* Start Data lines *
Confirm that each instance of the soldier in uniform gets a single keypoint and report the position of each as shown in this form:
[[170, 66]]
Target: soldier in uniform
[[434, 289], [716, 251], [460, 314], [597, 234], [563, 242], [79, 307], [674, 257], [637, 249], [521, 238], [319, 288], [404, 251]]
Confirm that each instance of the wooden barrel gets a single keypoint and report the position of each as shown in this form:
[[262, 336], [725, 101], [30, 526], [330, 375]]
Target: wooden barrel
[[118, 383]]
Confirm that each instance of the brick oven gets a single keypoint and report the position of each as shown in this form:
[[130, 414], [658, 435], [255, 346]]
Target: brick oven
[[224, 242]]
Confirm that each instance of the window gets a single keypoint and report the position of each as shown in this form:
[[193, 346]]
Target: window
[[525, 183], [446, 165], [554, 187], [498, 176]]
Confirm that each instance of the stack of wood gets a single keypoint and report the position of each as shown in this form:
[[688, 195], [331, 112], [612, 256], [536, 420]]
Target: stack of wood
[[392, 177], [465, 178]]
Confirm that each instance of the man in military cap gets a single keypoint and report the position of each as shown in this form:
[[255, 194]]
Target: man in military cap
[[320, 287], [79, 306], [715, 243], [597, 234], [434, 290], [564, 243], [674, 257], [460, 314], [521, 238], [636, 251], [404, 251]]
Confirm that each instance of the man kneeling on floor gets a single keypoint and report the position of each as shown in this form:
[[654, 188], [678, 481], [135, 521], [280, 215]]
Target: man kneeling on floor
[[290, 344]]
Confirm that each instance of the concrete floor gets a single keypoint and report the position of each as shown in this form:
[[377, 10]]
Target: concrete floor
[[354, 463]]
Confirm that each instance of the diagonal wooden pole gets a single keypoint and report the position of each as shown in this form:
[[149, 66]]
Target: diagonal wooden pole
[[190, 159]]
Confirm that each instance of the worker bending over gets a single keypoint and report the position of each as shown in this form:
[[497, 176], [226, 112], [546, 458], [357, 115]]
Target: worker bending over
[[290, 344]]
* End Data lines *
Convert every line of the records above into a single numbered list, omitting any blank lines.

1. Confirm that each instance of the soldier in uniform gets a single keypoint and report the position of each as shown in this form:
2. [[170, 66]]
3. Target: soldier in uniform
4. [[434, 289], [716, 251], [460, 314], [597, 234], [563, 242], [79, 307], [674, 257], [637, 249], [521, 238], [319, 288], [404, 251]]
5. Confirm that each instance of the wooden barrel gets a single keypoint and report the position of each as shown in this form:
6. [[262, 336], [725, 101], [30, 526], [330, 375]]
7. Target: wooden barrel
8. [[118, 383]]
9. Confirm that each instance of the brick oven gets a single keypoint and report the position of each as shown in this form:
10. [[130, 414], [658, 435], [255, 346]]
11. Target: brick oven
12. [[224, 242]]
13. Confirm that each instance of the window gets a single keypoint and report the position of each as shown in this form:
14. [[193, 346]]
15. Target: window
16. [[525, 183], [446, 165], [554, 187], [498, 176]]
17. Confirm that each instance of the stack of wood gets a single keypoint and report the position of each as shown in this form:
18. [[688, 195], [331, 112], [612, 256], [536, 420]]
19. Target: stack of wood
20. [[392, 177], [465, 178]]
21. Confirm that each instance of the man in military cap gets a single keypoint and report the position of each as shown in this form:
22. [[255, 194]]
23. Target: man in military cap
24. [[320, 287], [79, 306], [715, 243], [597, 234], [434, 290], [564, 243], [674, 257], [460, 314], [521, 238], [636, 251], [404, 251]]
25. Confirm that each instance of the man kneeling on floor gets a single keypoint and report the position of each as shown in this form:
26. [[654, 188], [678, 481], [135, 521], [280, 215]]
27. Target: man kneeling on floor
28. [[290, 344]]
29. Confirm that each instance of the concrete floor gets a single keypoint and report the position of each as shown in this form:
30. [[377, 10]]
31. Target: concrete floor
32. [[354, 463]]
33. Confirm that each instance of the diagonal wooden pole gets a single keypoint and report the position of each as shown in this form:
34. [[149, 66]]
35. Target: diagonal wooden pole
36. [[190, 159]]
37. Confirm that each instance of the worker bending over gets a single keypoint and report the position of each as shown in this form:
38. [[497, 176], [226, 112], [546, 458], [357, 115]]
39. Target: worker bending over
40. [[290, 344]]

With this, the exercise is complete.